Audio Dynamics - Towards a Perceptual Model of Punch

This thesis discusses research conducted towards the development of an objective model that predicts punch in musical signals. Punch is a term often used by engineers and producers when describing a particular perceptual sensation found in produced music. Music is often characterised by listeners as being punchier yet the term is subjective, in terms of its meaning and the subsequent auditory effect on the listener. An objective model of punch would therefore prove useful for both music classification purposes and as a possible further metric that could be employed in music production and mastering metering tools.

The literature reviewed within this body of work encompasses both subjective and objective
audio evaluation methods in addition to low-level signal extraction and measurement techniques. The review concludes that whilst there has been a great deal of work in the area of semantic description and audio quality measurement, low-level analysis with respect to the perception of punch remains largely unexplored.

The project was completed in a number of phases each designed to investigate the perceptual
effects resulting from manipulation of test stimuli. The rationale behind this testing was to establish the key low-level descriptors relating to the punch attribute with the aim of producing a final objective and perceptually based model. The listening tests in each phase were conducted according to the ITU-R BS 1534-1 recommendation.

In producing an objective model for the prediction of punch, listener perception to the attribute shows a strong correlation to the signal onset times, octave frequency band, signal duration and dynamic range. The punch measure obtained using the model is named PM95, where 95 indicates the upper percentile used in the measurement.

**Exercise tasks**
1. According to the punch summary, why would an objective model of punch be useful, and for what purposes? Answer in one to three sentences.
2. Echo the punch summary word for word, everything from "In producing an" down to "in the measurement.".
Nothing in the material that comes next is needed here.

**Supplied information**
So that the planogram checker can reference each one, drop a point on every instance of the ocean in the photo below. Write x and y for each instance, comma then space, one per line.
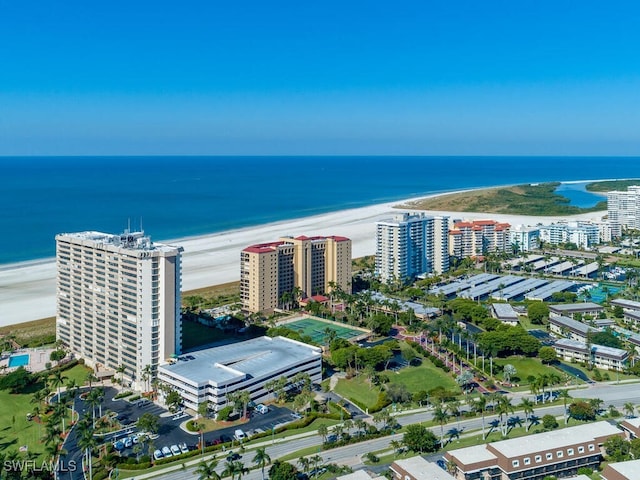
176, 197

**Responses in order**
1. Engineers and producers use "punch" often, but the term is subjective, both in what it means and in how it affects the listener. An objective model would therefore help with classifying music and could serve as another metric in music production and mastering metering tools.

2.
In producing an objective model for the prediction of punch, listener perception to the attribute shows a strong correlation to the signal onset times, octave frequency band, signal duration and dynamic range. The punch measure obtained using the model is named PM95, where 95 indicates the upper percentile used in the measurement.